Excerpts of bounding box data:
-- START --

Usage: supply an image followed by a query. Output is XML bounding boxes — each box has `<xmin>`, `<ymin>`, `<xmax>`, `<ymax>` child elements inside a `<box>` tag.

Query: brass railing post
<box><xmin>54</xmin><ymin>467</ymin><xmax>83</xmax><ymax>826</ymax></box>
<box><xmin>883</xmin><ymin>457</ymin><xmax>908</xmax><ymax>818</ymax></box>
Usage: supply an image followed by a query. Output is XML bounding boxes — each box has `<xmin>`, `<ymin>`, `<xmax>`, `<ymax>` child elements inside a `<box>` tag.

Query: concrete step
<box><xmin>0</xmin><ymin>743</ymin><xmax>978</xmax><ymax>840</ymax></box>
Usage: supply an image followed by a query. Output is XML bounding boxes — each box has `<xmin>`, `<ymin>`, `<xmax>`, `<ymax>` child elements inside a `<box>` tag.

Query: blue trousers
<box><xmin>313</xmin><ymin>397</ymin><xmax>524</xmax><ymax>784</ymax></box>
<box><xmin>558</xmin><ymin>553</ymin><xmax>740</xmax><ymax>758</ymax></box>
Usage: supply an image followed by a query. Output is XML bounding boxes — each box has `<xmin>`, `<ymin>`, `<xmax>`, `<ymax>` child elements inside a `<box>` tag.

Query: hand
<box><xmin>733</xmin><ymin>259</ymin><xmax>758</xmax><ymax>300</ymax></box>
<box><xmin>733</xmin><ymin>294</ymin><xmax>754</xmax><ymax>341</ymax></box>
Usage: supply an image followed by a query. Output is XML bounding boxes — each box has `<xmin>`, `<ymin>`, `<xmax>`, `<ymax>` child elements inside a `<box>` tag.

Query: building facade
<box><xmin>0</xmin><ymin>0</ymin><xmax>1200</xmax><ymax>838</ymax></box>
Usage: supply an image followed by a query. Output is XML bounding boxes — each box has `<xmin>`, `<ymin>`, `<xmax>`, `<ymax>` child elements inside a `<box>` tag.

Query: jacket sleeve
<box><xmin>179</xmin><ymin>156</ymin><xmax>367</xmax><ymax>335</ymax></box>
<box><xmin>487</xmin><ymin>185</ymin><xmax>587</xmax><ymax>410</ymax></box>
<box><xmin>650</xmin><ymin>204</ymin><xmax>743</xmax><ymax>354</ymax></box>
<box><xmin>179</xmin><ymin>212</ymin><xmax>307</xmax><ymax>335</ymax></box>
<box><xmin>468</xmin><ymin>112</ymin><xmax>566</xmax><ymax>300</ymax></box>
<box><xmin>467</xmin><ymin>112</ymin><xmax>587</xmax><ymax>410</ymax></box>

-- END --

## Instructions for the task
Write out all of the records again, substituting "Instructions" for each "Usage" and leaving everything else unchanged.

## Task response
Instructions: supply an image followed by a query. Output is XML bounding boxes — each box has `<xmin>`, `<ymin>`, `<xmax>`, `<ymax>` child elements inside a `<box>` tag.

Query: brass railing post
<box><xmin>54</xmin><ymin>467</ymin><xmax>83</xmax><ymax>826</ymax></box>
<box><xmin>883</xmin><ymin>457</ymin><xmax>908</xmax><ymax>818</ymax></box>
Instructions: supply an image followed by a query. Output is XML bounding boxes — each box has `<xmin>`, `<ymin>`, `<xmax>`, `<ymax>` child elements inside a `<box>` tag.

Query: concrete step
<box><xmin>0</xmin><ymin>743</ymin><xmax>978</xmax><ymax>840</ymax></box>
Instructions: supply an image followed by a query. Output is XML bounding boxes — each box has `<xmin>`, `<ymin>`, `<xmax>`, `<ymax>` child elements inside a `<box>` tag.

Query: blue trousers
<box><xmin>313</xmin><ymin>397</ymin><xmax>524</xmax><ymax>784</ymax></box>
<box><xmin>558</xmin><ymin>553</ymin><xmax>740</xmax><ymax>758</ymax></box>
Instructions: supply an image followed by a query. Output is XML bounding boxes — each box has `<xmin>`, `<ymin>`, `<xmax>`, `<ymax>` child elements inside a `<box>` tag.

Query: hand
<box><xmin>733</xmin><ymin>259</ymin><xmax>758</xmax><ymax>300</ymax></box>
<box><xmin>733</xmin><ymin>294</ymin><xmax>754</xmax><ymax>341</ymax></box>
Instructions: supply an image followed by a query. Output is XML bounding boxes — each box has `<xmin>`, `<ymin>`, `<xmax>`, `<ymax>` child elements inside a `<box>` tag.

Query: building facade
<box><xmin>0</xmin><ymin>0</ymin><xmax>1200</xmax><ymax>838</ymax></box>
Instructions: supply an image followed by a query. Output is XML bounding boxes — each box has `<xmin>`, `<ymin>`, `<xmax>`, `<ymax>` child elements inside a `<box>` tag.

Query: jacket sleeve
<box><xmin>179</xmin><ymin>156</ymin><xmax>367</xmax><ymax>335</ymax></box>
<box><xmin>487</xmin><ymin>185</ymin><xmax>587</xmax><ymax>410</ymax></box>
<box><xmin>650</xmin><ymin>204</ymin><xmax>743</xmax><ymax>354</ymax></box>
<box><xmin>179</xmin><ymin>212</ymin><xmax>307</xmax><ymax>335</ymax></box>
<box><xmin>468</xmin><ymin>112</ymin><xmax>566</xmax><ymax>300</ymax></box>
<box><xmin>467</xmin><ymin>112</ymin><xmax>587</xmax><ymax>410</ymax></box>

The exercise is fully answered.